● EXERCISE PROMPT: What is the Spanish translation of this sentence from the passage on policing cyberspace: "This difficulty could arise if a state decided that its national interests overrode commitments to some international 'public good.'"

● GIVEN TEXT:
= = = = = = =

At a policy level, it might even be useful to build on the Interpol model, adding to it an “Infopol” specializing in dealing with cyberspace-based criminal activities, to help optimize the benefits of already existing police information management operations. The current multilateral law enforcement regime (e.g., Interpol) is built on significant information sharing, and a great deal of coordination, both formally (in state-to-state treaties or agreements) and informally (in terms of day-to-day interactions of policing organizations). A policing paradigm should also provide a grassroots basis for broadening the role of international courts of law in the informational domain—a key principle in building a global noosphere. As desirable as this approach seems, it would have difficulty in dealing with the problem of noncompliance by recalcitrant states asserting their sovereign rights. Thus, this framework would also have to include
significant intelligence capabilities to identify and cope with the problem of noncompliance. The most serious aspect of noncooperation would be that just a few “defectors” from the envisioned international regime, providing “havens” for malefactors, could compromise overall information security,
damaging the global economy and weakening nascent international legal cooperation. This difficulty could arise if a state decided that its national interests overrode commitments to some international “public good.” Alternately, some nonstate actors (e.g., transnational criminal organizations, or TCOs) might have little reason to cooperate with multilateral agreements. Indeed, these nonstate actors might profit by defying the cooperative regime; and they might then attract some states to align with them, providing “pirate nets” to provide for their information infrastructural requirements.
Also, some states might be motivated to support defiance of an international cooperative regime simply because they fear the growth of transnational, or possibly supranational, authority—or because they feel that the “wiring of the world” might simply make the rich nations richer, widening the gap between the “haves” and “havenots.” Thus, efforts to knit together an information-driven economic- legal regime might engender its own “backlash,” which might also affect the military-security realm. Finally, even among states inclined to cooperate, there might be reluctance to agree to a regime in which, say, encryption afforded a great degree of protection to electronic commerce, but only at the price of allowing supranational bodies that would act as “key escrow agents.” The other side of this issue is that many states might balk, as the United States has, at the notion of providing unbreakable encryption to individuals and commercial concerns, since this would restrict the surveillance capabilities (and therefore, the power) of the state. If U.S. policymakers are to be persuaded to encourage and nurture the development of the noosphere, the potential constraints that a global noosphere would impose upon American power would have to be carefully analyzed and weighed against the overall benefits.

= = = = = = =

● MATERIAL PROVIDED:
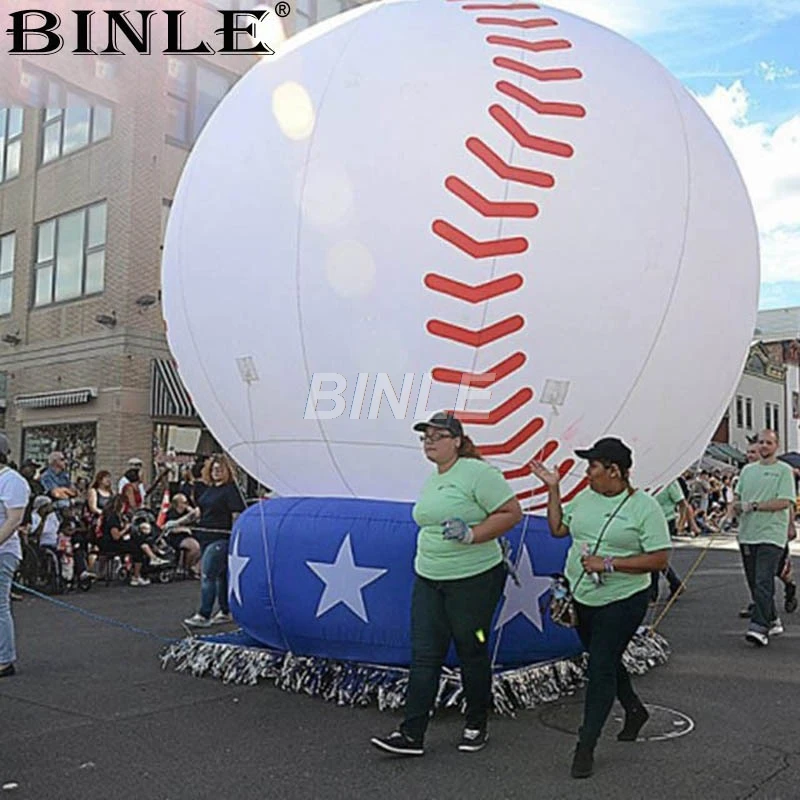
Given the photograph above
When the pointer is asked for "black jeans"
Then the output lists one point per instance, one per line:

= = = = = = =

● ANSWER: Esta dificultad podría surgir si un Estado decidiera que sus intereses nacionales prevalecían sobre los compromisos con algún «bien público» internacional.